(Entries shown)
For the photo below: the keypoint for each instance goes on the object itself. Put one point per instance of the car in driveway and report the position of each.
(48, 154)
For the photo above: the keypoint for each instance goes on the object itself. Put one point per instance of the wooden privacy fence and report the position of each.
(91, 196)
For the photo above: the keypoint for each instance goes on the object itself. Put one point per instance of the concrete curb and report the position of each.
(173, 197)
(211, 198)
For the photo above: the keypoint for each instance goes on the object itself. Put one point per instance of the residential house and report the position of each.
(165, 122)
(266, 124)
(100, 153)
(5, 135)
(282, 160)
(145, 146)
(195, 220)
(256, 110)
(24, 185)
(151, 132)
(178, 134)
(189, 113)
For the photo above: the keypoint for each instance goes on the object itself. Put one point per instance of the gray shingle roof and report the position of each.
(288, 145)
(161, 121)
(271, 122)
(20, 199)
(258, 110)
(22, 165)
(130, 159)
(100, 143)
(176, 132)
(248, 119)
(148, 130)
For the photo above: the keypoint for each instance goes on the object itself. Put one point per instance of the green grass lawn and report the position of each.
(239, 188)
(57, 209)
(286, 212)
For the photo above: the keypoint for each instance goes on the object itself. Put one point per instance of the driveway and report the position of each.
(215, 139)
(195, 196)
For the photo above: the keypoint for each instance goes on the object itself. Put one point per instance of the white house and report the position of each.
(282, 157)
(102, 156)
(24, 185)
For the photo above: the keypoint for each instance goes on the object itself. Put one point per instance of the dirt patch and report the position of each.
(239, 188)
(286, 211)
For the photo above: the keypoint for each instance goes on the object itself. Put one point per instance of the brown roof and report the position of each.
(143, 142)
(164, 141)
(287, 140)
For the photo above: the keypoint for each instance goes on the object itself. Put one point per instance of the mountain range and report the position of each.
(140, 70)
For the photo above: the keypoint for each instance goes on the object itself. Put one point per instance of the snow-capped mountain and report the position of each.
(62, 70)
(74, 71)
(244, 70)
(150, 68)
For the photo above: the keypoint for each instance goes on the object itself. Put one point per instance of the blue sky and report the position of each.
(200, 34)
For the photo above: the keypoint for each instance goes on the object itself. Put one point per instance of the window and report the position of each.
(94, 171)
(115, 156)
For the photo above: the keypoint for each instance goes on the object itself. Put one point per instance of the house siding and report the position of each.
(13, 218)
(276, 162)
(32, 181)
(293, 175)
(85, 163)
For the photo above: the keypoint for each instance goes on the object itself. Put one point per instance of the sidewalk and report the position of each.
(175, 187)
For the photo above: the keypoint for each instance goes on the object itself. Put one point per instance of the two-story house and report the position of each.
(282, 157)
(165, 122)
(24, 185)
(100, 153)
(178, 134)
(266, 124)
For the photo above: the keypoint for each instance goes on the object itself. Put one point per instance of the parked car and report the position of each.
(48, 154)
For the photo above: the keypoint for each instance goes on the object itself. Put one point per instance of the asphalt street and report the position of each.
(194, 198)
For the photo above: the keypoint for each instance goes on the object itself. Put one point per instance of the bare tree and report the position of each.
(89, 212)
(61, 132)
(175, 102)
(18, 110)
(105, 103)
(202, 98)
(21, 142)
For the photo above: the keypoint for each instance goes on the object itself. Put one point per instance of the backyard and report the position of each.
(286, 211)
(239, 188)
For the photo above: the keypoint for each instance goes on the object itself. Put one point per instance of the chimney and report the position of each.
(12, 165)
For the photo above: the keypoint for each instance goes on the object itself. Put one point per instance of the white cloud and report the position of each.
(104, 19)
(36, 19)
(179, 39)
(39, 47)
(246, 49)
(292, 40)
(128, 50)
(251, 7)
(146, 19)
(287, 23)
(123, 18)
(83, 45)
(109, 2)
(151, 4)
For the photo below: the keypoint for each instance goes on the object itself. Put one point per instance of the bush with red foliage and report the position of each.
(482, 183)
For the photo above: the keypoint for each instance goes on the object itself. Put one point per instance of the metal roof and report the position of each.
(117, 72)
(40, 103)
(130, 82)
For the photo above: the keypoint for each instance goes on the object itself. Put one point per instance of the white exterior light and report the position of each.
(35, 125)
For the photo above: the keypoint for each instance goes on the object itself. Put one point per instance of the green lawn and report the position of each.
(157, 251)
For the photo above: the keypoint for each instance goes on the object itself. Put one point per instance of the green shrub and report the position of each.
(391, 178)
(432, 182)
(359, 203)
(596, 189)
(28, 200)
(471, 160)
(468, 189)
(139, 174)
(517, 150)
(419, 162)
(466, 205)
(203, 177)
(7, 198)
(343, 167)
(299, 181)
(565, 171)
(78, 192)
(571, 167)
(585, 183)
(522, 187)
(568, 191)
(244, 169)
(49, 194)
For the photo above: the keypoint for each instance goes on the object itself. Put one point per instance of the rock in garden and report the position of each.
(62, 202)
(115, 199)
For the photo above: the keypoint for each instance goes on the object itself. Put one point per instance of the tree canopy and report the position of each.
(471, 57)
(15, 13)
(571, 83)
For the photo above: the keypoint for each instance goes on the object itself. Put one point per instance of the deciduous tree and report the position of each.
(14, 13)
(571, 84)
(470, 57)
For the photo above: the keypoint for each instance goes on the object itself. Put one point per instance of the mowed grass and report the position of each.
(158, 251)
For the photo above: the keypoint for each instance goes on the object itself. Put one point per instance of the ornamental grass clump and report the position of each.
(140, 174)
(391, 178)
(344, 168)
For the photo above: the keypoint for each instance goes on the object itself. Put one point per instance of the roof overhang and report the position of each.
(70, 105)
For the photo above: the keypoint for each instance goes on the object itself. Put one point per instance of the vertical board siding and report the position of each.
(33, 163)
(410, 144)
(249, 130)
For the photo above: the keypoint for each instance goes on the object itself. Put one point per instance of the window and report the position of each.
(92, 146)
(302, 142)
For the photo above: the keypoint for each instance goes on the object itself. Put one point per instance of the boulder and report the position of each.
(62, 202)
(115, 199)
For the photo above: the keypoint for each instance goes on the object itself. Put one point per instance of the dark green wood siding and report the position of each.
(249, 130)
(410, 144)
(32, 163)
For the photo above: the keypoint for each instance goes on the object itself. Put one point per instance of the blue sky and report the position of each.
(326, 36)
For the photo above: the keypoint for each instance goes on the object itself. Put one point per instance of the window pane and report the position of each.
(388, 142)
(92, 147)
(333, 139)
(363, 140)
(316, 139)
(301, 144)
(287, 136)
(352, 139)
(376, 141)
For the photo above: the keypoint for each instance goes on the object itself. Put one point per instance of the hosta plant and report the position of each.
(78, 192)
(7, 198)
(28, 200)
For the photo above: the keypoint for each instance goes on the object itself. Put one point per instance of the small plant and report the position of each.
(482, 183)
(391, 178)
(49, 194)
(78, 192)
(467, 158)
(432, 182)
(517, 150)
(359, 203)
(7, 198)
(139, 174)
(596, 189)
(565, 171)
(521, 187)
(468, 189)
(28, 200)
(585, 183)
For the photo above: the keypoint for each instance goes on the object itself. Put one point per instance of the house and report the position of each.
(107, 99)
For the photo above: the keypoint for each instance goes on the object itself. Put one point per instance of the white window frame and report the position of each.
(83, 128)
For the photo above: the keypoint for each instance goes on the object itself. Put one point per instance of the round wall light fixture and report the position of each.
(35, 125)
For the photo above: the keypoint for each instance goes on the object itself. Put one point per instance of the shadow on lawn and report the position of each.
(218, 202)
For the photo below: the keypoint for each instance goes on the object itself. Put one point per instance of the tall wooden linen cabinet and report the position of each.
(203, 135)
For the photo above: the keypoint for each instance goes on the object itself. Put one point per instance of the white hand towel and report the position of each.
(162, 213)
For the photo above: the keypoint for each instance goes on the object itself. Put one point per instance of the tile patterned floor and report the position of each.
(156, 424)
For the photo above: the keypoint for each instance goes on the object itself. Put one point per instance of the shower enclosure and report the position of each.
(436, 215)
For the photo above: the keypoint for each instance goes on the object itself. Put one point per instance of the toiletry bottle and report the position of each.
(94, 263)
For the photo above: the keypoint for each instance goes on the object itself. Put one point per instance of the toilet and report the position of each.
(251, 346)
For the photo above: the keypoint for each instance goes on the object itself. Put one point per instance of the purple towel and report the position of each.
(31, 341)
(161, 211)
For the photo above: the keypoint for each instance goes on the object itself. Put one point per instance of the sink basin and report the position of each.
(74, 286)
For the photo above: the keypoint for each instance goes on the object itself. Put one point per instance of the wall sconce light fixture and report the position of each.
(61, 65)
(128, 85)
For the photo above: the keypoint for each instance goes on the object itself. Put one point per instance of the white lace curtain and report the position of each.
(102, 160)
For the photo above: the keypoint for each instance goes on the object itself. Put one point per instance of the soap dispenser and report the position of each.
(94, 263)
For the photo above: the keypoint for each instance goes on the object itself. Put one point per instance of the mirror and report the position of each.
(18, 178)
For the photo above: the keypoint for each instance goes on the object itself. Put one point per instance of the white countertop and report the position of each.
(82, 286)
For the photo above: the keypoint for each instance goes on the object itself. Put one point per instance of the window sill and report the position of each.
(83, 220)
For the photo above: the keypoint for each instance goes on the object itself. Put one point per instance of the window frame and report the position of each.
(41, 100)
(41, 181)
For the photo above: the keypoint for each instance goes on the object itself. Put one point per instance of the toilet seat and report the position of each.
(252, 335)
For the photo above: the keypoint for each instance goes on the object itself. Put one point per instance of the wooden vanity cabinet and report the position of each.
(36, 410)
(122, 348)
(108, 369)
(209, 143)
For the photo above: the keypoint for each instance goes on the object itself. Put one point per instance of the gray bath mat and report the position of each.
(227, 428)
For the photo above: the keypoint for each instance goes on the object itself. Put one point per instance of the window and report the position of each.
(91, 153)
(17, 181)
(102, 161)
(End Entries shown)
--- Your instructions ---
The task here is to output the line with "countertop and report the position of each." and all lines after it to the end of the records above, exactly and only those.

--- Solution to this problem ---
For the photo above: the keypoint for each instance goes on the object itself. Put one point per instance of the white countertop and report the position of each.
(82, 286)
For the photo above: the keypoint for each instance goes on the object itself. Put one point per instance of the window sill and report the position of each.
(83, 220)
For the photo above: the keypoint for each instance goes on the object itself. Put one point per instance of the window frame and report the position of each.
(41, 100)
(41, 181)
For the photo above: the keypoint for each instance goes on the object itself. Put one point per instance of the toilet seat and report the position of each.
(252, 335)
For the photo above: the keypoint for each instance goes on the object itself. Put one point per instance of the wooden vanity cabinet and report the position of each.
(36, 410)
(122, 348)
(108, 369)
(209, 143)
For the photo above: the keypoint for each instance goes on the object itself. Put one point per instance of the gray bath mat and report the position of each.
(227, 428)
For the photo above: the keypoint for each instance goes on the object itself. Put one point per instance of the window and report the position of each.
(91, 153)
(17, 181)
(102, 161)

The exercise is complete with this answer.